Compito da svolgere:
Raccolga ogni riga dei record seguenti che contiene la parola "Place". Tenga presente la distinzione tra maiuscole e minuscole.

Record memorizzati
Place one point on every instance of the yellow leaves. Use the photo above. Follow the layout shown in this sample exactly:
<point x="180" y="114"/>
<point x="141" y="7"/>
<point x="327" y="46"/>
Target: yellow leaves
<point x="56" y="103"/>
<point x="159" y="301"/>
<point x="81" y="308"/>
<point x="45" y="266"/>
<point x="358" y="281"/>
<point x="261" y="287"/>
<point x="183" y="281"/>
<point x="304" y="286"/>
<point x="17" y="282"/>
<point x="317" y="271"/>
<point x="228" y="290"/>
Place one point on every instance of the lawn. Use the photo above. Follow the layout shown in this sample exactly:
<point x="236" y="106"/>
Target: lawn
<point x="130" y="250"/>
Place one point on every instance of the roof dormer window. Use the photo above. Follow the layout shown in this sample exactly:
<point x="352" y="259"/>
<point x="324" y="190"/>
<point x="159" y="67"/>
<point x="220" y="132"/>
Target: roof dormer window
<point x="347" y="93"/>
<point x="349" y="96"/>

...

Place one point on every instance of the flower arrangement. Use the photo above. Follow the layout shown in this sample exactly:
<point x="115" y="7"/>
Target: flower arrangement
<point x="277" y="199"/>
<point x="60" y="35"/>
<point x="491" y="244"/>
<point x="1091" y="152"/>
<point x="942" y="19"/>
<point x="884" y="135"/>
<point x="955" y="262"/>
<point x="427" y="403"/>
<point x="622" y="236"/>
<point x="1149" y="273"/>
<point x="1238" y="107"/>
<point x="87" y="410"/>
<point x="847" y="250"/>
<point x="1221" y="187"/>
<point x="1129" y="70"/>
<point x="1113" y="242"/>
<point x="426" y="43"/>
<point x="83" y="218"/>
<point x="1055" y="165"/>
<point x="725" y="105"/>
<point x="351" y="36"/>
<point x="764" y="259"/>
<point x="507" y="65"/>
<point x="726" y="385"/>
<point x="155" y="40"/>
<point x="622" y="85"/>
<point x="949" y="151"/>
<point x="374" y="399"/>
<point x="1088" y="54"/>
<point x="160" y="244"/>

Risposta al compito:
Place one point on every instance of the yellow leaves. Use the photo above. Follow the layout shown in this sample exactly:
Place one point on every instance of the lawn. Use the photo above. Follow the layout shown in this sample exactly:
Place one point on every instance of the roof dormer window. Use the photo above. Follow the layout shown in this sample exactly:
Place one point on every instance of the flower arrangement. Use the photo above. Follow the layout shown in this sample exactly:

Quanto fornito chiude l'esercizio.